[Opening PASSAGE PROVIDED section]

Bertram Rantin

Columbia family named 2015 March of Dimes ambassadors

Jason and Talyse Burkett and their children, Karyssa, Kyran, and Gemma are serving as Columbia’s 2015 March for Babies Ambassador Family.
Jason and Talyse Burkett and their children, Karyssa, Kyran, and Gemma are serving as Columbia’s 2015 March for Babies Ambassador Family. Provided photograph

A Columbia family who has experienced the challenges of premature birth will be front and center in this year’s campaign for healthy babies.

Jason and Talyse Burkett and their children, Karyssa, Kyran, and Gemma, are serving as Columbia’s 2015 March for Babies Ambassador Family to help raise awareness about the lifesaving work of the March of Dimes.

This year’s March for Babies will be held at 9 a.m. April 25 at the S.C State Fairgrounds in Columbia.

The Burketts know well what it can mean if a baby is born prematurely. Their oldest children, Karyssa and Kyran, were born 11 weeks too soon, and weighed 2 pounds 11 ounces and 3 pounds 4 ounces, respectively. The twins – now in kindergarten – had to spend 55 days in the NICU at Palmetto Health Baptist and both started physical therapy when they were 8 months old. Today, Kyran continues therapy once a week.

[Closing PASSAGE PROVIDED section]

**QUESTIONS TO ANSWER:**
(a) In the March of Dimes article, how many days did the Burkett twins spend in the NICU?
(b) Quote the March of Dimes article word for word, starting at "The Burketts know" and ending at "once a week.".

[Opening DATASET RECORDS section]

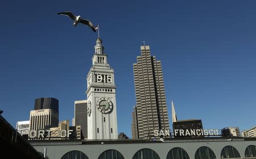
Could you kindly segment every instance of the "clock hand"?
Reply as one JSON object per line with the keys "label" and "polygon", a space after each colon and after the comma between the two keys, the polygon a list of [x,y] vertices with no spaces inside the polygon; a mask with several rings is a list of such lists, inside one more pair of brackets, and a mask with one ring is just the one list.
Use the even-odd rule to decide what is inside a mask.
{"label": "clock hand", "polygon": [[102,109],[101,110],[101,112],[102,112],[102,110],[104,110],[105,107],[106,107],[106,105],[102,105],[102,106],[103,106],[103,108],[102,108]]}

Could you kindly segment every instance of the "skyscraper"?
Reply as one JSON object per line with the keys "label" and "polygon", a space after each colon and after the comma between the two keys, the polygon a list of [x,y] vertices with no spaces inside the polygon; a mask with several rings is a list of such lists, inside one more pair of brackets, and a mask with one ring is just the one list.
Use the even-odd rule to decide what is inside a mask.
{"label": "skyscraper", "polygon": [[96,40],[86,78],[87,135],[88,139],[117,139],[114,72],[102,43],[100,38]]}
{"label": "skyscraper", "polygon": [[137,118],[137,108],[133,107],[133,111],[131,113],[131,138],[139,139],[139,132],[138,131],[138,118]]}
{"label": "skyscraper", "polygon": [[87,101],[75,101],[75,125],[81,125],[82,134],[87,138]]}
{"label": "skyscraper", "polygon": [[149,46],[141,46],[141,52],[133,64],[138,134],[148,139],[154,130],[169,129],[169,120],[161,62],[151,56]]}
{"label": "skyscraper", "polygon": [[36,99],[34,110],[43,109],[51,109],[59,112],[59,100],[48,97]]}
{"label": "skyscraper", "polygon": [[30,111],[30,130],[55,127],[59,124],[59,101],[53,98],[35,100],[34,110]]}

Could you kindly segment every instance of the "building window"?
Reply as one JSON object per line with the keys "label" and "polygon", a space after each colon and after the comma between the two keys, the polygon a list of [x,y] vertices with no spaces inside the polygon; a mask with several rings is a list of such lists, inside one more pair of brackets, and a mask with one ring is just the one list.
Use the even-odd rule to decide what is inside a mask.
{"label": "building window", "polygon": [[207,147],[202,147],[196,150],[195,158],[217,158],[217,157],[211,149]]}
{"label": "building window", "polygon": [[221,158],[241,158],[241,156],[238,151],[234,147],[232,146],[226,146],[221,150]]}
{"label": "building window", "polygon": [[146,148],[137,151],[133,157],[133,159],[143,158],[160,159],[160,157],[154,150]]}
{"label": "building window", "polygon": [[245,157],[256,157],[256,146],[250,145],[245,149]]}
{"label": "building window", "polygon": [[[48,158],[48,157],[47,157]],[[88,157],[83,152],[79,150],[72,150],[67,153],[61,157],[61,159],[75,159],[75,158],[82,158],[82,159],[89,159]]]}
{"label": "building window", "polygon": [[102,152],[98,158],[98,159],[108,158],[125,159],[125,157],[118,151],[115,149],[109,149]]}

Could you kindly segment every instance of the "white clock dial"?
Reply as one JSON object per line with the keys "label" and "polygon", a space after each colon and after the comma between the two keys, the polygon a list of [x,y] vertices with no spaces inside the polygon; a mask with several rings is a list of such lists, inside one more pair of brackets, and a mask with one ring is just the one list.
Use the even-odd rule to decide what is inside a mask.
{"label": "white clock dial", "polygon": [[97,108],[102,113],[109,113],[113,110],[112,102],[107,98],[101,98],[97,102]]}

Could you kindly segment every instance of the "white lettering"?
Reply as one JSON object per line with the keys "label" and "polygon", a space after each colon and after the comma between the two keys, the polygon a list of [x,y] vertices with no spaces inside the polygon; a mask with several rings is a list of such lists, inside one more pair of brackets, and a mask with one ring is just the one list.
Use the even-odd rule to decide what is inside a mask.
{"label": "white lettering", "polygon": [[108,83],[112,83],[112,79],[111,78],[111,75],[108,75],[107,79],[108,79]]}
{"label": "white lettering", "polygon": [[170,136],[170,129],[166,129],[166,136]]}
{"label": "white lettering", "polygon": [[47,136],[46,136],[46,137],[49,137],[49,136],[50,136],[50,133],[51,133],[51,131],[50,131],[50,130],[47,130],[46,131],[47,132]]}
{"label": "white lettering", "polygon": [[191,136],[196,136],[196,130],[191,129]]}
{"label": "white lettering", "polygon": [[180,136],[184,136],[184,129],[180,129]]}
{"label": "white lettering", "polygon": [[71,135],[72,133],[71,132],[72,132],[72,131],[73,131],[72,129],[70,129],[70,130],[68,131],[68,134],[67,134],[68,137],[69,137],[69,135]]}
{"label": "white lettering", "polygon": [[162,129],[160,131],[160,136],[161,135],[164,136],[164,133]]}
{"label": "white lettering", "polygon": [[157,129],[154,131],[154,133],[155,136],[158,136],[158,135],[159,135],[159,133],[158,133],[158,130]]}
{"label": "white lettering", "polygon": [[218,132],[217,129],[214,130],[214,135],[218,135]]}
{"label": "white lettering", "polygon": [[66,137],[67,136],[66,132],[67,131],[65,130],[61,130],[60,131],[60,137]]}
{"label": "white lettering", "polygon": [[30,132],[30,137],[32,138],[35,138],[36,137],[36,131],[35,130],[31,130]]}
{"label": "white lettering", "polygon": [[98,74],[97,76],[97,82],[101,82],[102,81],[102,76],[101,74]]}
{"label": "white lettering", "polygon": [[208,135],[208,131],[207,129],[204,130],[204,135]]}
{"label": "white lettering", "polygon": [[191,136],[189,131],[188,131],[188,129],[186,129],[186,133],[185,133],[185,136],[187,136],[187,135]]}
{"label": "white lettering", "polygon": [[197,136],[201,136],[201,130],[200,129],[196,129],[196,135]]}
{"label": "white lettering", "polygon": [[38,137],[40,137],[40,136],[41,135],[42,137],[44,137],[44,131],[43,129],[40,129],[38,131]]}

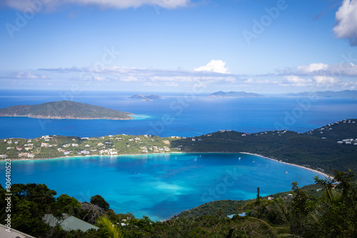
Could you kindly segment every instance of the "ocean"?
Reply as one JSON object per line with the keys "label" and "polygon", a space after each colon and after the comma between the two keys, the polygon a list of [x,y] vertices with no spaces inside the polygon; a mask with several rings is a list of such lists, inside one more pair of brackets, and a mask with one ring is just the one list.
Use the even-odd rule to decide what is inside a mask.
{"label": "ocean", "polygon": [[[241,157],[241,160],[239,160]],[[4,162],[0,162],[4,165]],[[0,177],[5,178],[4,170]],[[288,172],[288,173],[286,173]],[[316,172],[235,153],[90,156],[13,161],[13,183],[44,183],[81,202],[102,196],[117,213],[151,219],[219,200],[247,200],[313,183]],[[1,185],[4,185],[2,180]]]}
{"label": "ocean", "polygon": [[137,92],[0,90],[0,108],[61,100],[100,105],[136,115],[136,120],[54,120],[0,118],[0,138],[46,135],[196,136],[219,130],[304,133],[328,123],[357,118],[357,99],[266,97],[212,98],[205,95],[156,93],[165,99],[129,98]]}
{"label": "ocean", "polygon": [[[0,90],[1,108],[71,100],[136,115],[136,119],[130,120],[0,118],[0,138],[119,134],[191,137],[219,130],[304,133],[343,119],[357,118],[357,99],[353,98],[212,98],[206,95],[162,93],[153,94],[165,99],[129,98],[136,93]],[[297,181],[301,186],[311,184],[317,175],[243,154],[91,156],[13,161],[11,165],[13,183],[45,183],[58,195],[68,194],[80,201],[89,202],[99,194],[116,212],[129,212],[137,217],[146,215],[153,219],[171,217],[213,200],[254,198],[258,187],[262,196],[287,191],[291,182]],[[0,170],[0,177],[4,185],[4,170]]]}

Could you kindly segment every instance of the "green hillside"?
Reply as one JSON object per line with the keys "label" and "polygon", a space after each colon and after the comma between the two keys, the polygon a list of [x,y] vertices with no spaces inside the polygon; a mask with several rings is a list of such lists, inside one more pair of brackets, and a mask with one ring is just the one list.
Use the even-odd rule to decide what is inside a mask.
{"label": "green hillside", "polygon": [[50,119],[129,120],[132,113],[70,100],[19,105],[0,109],[0,116]]}
{"label": "green hillside", "polygon": [[[334,123],[333,129],[326,133],[326,129],[321,128],[329,125],[303,134],[288,130],[253,134],[221,130],[175,140],[172,145],[180,146],[186,152],[251,152],[328,173],[335,168],[356,170],[357,145],[354,143],[357,141],[346,144],[340,140],[357,138],[356,121],[352,119]],[[321,130],[325,134],[320,133]]]}

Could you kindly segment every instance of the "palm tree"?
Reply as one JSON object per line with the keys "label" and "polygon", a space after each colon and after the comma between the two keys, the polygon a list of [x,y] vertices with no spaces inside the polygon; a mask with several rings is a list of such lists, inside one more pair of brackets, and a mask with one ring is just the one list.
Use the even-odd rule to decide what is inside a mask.
{"label": "palm tree", "polygon": [[104,216],[100,216],[99,219],[97,220],[99,226],[102,227],[106,233],[111,238],[122,238],[124,237],[122,232],[119,230],[119,228],[113,224],[111,220]]}

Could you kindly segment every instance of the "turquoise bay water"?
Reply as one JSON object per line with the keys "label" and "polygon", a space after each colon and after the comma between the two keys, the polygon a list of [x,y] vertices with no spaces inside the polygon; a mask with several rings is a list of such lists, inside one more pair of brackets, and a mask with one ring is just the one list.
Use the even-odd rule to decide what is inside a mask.
{"label": "turquoise bay water", "polygon": [[[239,160],[239,157],[241,160]],[[1,166],[4,162],[0,163]],[[246,200],[313,183],[315,172],[247,154],[91,156],[14,161],[13,183],[44,183],[89,202],[101,195],[116,212],[159,219],[218,200]],[[286,174],[286,172],[288,173]],[[4,170],[0,177],[5,178]],[[4,185],[4,179],[1,180]]]}

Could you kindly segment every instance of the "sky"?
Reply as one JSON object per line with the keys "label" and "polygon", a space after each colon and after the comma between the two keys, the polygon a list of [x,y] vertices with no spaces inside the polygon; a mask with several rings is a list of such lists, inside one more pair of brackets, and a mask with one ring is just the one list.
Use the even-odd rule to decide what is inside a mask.
{"label": "sky", "polygon": [[0,0],[1,89],[357,90],[357,0]]}

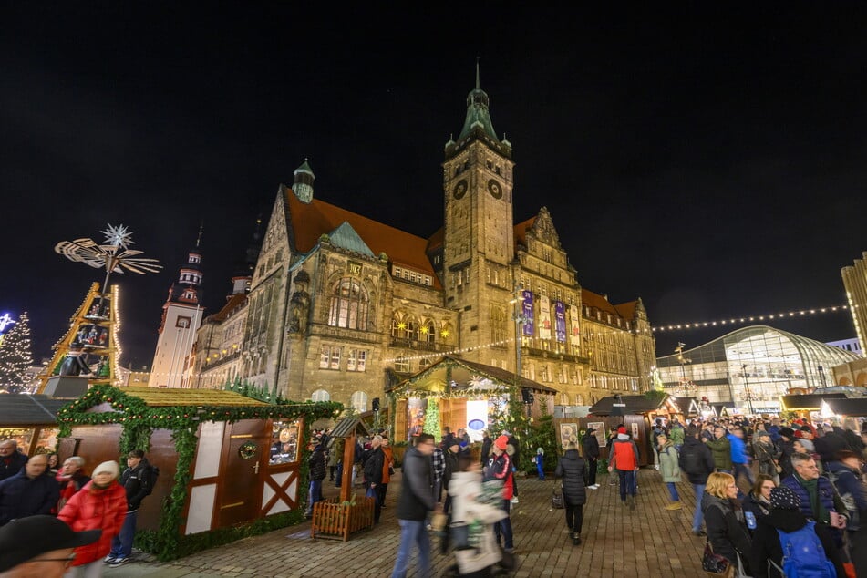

[Closing DATASET RECORDS section]

**OUTPUTS IN ORDER:**
(a) 55 days

(b)
The Burketts know well what it can mean if a baby is born prematurely. Their oldest children, Karyssa and Kyran, were born 11 weeks too soon, and weighed 2 pounds 11 ounces and 3 pounds 4 ounces, respectively. The twins – now in kindergarten – had to spend 55 days in the NICU at Palmetto Health Baptist and both started physical therapy when they were 8 months old. Today, Kyran continues therapy once a week.